Next Previous Contents

13. Structures and User-Defined Types

Struct_Type

A structure is a heterogeneous container object, i.e., it is an object with elements whose values do not have to be of the same data type. The elements or fields of a structure are named, and one accesses a particular field of the structure via the field name. This should be contrasted with an array whose values are of the same type, and whose elements are accessed via array indices.

A user-defined data type is a structure with a fixed set of fields defined by the user.

13.1 Defining a Structure

The struct keyword is used to define a structure. The syntax for this operation is:

struct {field-name-1, field-name-2, ... field-name-N};
This creates and returns a structure with N fields whose names are specified by field-name-1, field-name-2, ..., field-name-N. When a structure is created, the values of its fields are initialized to NULL.

For example,

     variable t = struct { city_name, population, next };
creates a structure with three fields and assigns it to the variable t.

Alternatively, a structure may be created by dereferencing Struct_Type. Using this technique, the above structure may be created using one of the two forms:

      t = @Struct_Type ("city_name", "population", "next");
      t = @Struct_Type (["city_name", "population", "next"]);
This approach is useful when creating structures dynamically where one does not know the name of the fields until run-time.

Like arrays, structures are passed around by reference. Thus, in the above example, the value of t is a reference to the structure. This means that after execution of

     u = t;
both t and u refer to the same underlying structure, since only the reference was copied by the assignment. To actually create a new copy of the structure, use the dereference operator, e.g.,
     variable u = @t;
It create new structure whose field names are identical to the old and copies the field values to the new structure. If any of the values are objects that are passed by reference, then only the references will be copied. In other words,
      t = struct{a};
      t.a = [1:10];
      u = @t;
will produce a structure u that references the same array as t.

_Listed entries_.
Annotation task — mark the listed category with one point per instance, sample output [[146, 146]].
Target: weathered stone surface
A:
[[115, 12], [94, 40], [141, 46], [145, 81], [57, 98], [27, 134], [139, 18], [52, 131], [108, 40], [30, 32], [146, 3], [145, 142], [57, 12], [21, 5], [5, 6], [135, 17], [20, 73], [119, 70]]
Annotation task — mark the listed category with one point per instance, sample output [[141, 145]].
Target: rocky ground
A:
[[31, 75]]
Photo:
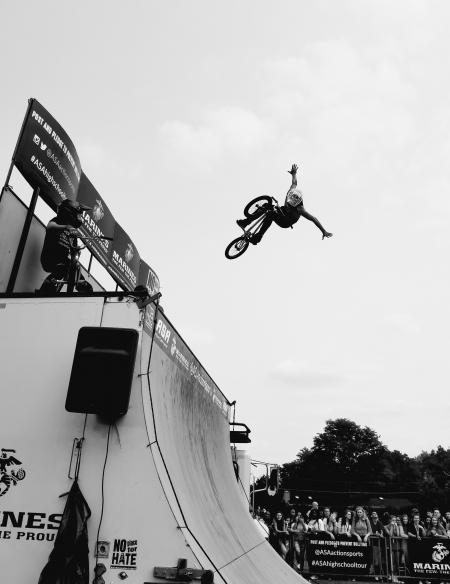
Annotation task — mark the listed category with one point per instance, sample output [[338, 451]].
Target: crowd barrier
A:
[[389, 559]]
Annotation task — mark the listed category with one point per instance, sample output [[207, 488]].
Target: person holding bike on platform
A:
[[286, 215], [59, 244]]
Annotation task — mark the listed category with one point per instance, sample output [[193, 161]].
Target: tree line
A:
[[348, 464]]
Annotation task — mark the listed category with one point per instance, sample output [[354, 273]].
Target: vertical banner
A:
[[124, 260], [338, 557], [96, 222], [47, 158], [429, 558]]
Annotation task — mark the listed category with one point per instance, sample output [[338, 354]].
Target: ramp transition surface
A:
[[190, 419]]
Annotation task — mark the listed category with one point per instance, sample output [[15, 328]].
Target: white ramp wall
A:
[[160, 487]]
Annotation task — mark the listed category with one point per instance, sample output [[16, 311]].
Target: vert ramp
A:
[[190, 435], [160, 483]]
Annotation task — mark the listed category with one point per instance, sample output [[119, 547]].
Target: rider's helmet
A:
[[70, 212]]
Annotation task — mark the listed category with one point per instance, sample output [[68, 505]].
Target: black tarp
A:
[[69, 560]]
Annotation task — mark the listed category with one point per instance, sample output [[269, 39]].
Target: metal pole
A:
[[11, 166], [23, 241]]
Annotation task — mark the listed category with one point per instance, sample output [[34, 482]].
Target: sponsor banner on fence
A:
[[429, 557], [177, 350], [47, 157], [338, 557], [96, 222], [124, 264]]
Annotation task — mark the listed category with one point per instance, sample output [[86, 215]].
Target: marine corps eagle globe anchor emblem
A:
[[10, 470]]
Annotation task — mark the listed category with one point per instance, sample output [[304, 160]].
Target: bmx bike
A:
[[72, 277], [253, 209]]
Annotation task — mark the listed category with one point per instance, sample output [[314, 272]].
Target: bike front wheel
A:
[[255, 204], [236, 248]]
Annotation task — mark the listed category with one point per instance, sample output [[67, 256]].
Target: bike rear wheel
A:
[[256, 203], [236, 248]]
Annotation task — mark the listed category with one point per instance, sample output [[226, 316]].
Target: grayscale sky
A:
[[181, 111]]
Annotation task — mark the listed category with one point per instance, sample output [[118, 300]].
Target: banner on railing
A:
[[338, 557], [97, 222], [429, 558], [46, 157]]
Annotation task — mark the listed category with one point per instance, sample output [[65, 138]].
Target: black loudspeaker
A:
[[102, 372]]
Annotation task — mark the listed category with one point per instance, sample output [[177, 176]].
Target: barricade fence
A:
[[393, 559]]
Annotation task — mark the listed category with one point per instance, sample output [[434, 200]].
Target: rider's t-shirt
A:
[[293, 204], [294, 198], [56, 248]]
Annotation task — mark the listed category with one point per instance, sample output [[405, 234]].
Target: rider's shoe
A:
[[84, 287], [255, 238]]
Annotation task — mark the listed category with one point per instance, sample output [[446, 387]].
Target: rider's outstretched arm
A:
[[316, 222]]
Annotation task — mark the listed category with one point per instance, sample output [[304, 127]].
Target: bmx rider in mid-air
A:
[[286, 215]]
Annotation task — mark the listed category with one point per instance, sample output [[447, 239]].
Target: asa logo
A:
[[10, 470], [98, 212], [129, 253], [440, 551]]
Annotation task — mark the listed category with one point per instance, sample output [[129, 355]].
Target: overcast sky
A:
[[181, 111]]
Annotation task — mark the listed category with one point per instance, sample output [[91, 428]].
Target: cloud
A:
[[402, 322], [343, 97], [295, 373], [225, 131]]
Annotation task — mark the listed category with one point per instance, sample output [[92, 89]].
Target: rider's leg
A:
[[52, 284], [316, 222], [83, 285], [267, 222]]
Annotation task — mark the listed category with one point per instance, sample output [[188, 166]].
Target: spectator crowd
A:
[[289, 532]]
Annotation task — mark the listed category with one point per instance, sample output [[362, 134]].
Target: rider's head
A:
[[70, 212]]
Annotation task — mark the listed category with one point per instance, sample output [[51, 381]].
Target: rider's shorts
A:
[[286, 216]]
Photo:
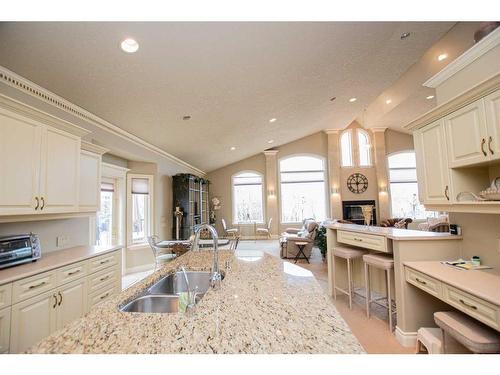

_Exercise task A_. Output the records from the line with "output [[86, 215]]." to the line with "[[286, 215]]" as a Markdown table with the columns Row and Line, one numbered row per line and no rows for blank lines.
_Exercise task B_. Continue the passage on structures and user-defined types from the point where it stops.

_Final answer A_.
| Row | Line |
|---|---|
| 1 | Annotation task — mark the listed category with one point per instance, sample output [[86, 215]]. |
| 2 | Target: marine corps eagle globe anchor emblem |
| 3 | A: |
| 4 | [[10, 470]] |
| 5 | Annotation task — mark the listed category with one point per instance, sample output [[304, 160]]. |
| 6 | Target: bmx bike |
| 7 | A: |
| 8 | [[72, 277], [253, 209]] |
| 9 | Annotation task — mark the listed category with one point per instance, sample output [[314, 272]]. |
| 10 | Target: bike front wheel |
| 11 | A: |
| 12 | [[255, 204], [236, 248]] |
| 13 | Annotation task — mark the listed category with one point per instance, sample output [[67, 256]]. |
| 14 | Target: bike rear wheel |
| 15 | A: |
| 16 | [[256, 203], [236, 248]] |
| 17 | Annotation task — mark the listed category with one point per instance, sample output [[226, 316]]. |
| 18 | Target: grayscale sky |
| 19 | A: |
| 20 | [[181, 111]] |
| 21 | Annotation task — mark the listed category with one point per instance, sample output [[118, 300]]. |
| 22 | Target: banner on railing |
| 23 | A: |
| 24 | [[338, 557], [97, 222], [429, 558], [46, 157]] |
| 25 | Annotation task — mark the listed category with one point per instance, sample output [[65, 138]]. |
| 26 | Target: black loudspeaker |
| 27 | A: |
| 28 | [[102, 372]] |
| 29 | Annotation task — mark the listed category with one point per instance, sample output [[177, 176]]. |
| 30 | Target: barricade fence |
| 31 | A: |
| 32 | [[393, 559]] |
| 33 | Annotation task — mark the listed category with one point per instance, sample output [[434, 200]]. |
| 34 | Target: rider's t-shirt |
| 35 | A: |
| 36 | [[293, 204], [294, 198], [56, 248]] |
| 37 | Annotation task — mark the listed category with one point per instance, sample output [[405, 234]]. |
| 38 | Target: rider's shoe |
| 39 | A: |
| 40 | [[84, 287], [255, 238]] |
| 41 | Annotation task — mark the listed category with one point per instance, sample output [[446, 387]]. |
| 42 | Target: rider's outstretched arm |
| 43 | A: |
| 44 | [[316, 222]] |
| 45 | Annotation task — mark the listed category with one point per instance, sample output [[304, 127]]. |
| 46 | Target: bmx rider in mid-air |
| 47 | A: |
| 48 | [[286, 215]] |

_Final answer B_.
13.2 Accessing the Fields of a Structure

The dot (.) operator is used to specify the particular field of structure. If s is a structure and field_name is a field of the structure, then s.field_name specifies that field of s. This specification can be used in expressions just like ordinary variables. Again, consider

     t = struct { city_name, population, next };
described in the last section. Then,
     t.city_name = "New York";
     t.population = 13000000;
     if (t.population > 200) t = t.next;
are all valid statements involving the fields of t.

13.3 Linked Lists

One of the most important uses of structures is the creation of dynamic data structures such as linked-lists. A linked-list is simply a chain of structures that are linked together such that one structure in the chain is the value of a field of the previous structure in the chain. To be concrete, consider the structure discussed earlier:

     t = struct { city_name, population, next };
and suppose that it is desired to create a linked-list of such objects to store population data. The purpose of the next field is to provide the link to the next structure in the chain. Suppose that there exists a function, read_next_city, that reads city names and populations from a file. Then the list may be created using:
     define create_population_list ()
     {
        variable city_name, population, list_root, list_tail;
        variable next;

        list_root = NULL;
        while (read_next_city (&city_name, &population))
          {
             next = struct {city_name, population, next };

             next.city_name = city_name;
             next.population = population;
             next.next = NULL;

             if (list_root == NULL)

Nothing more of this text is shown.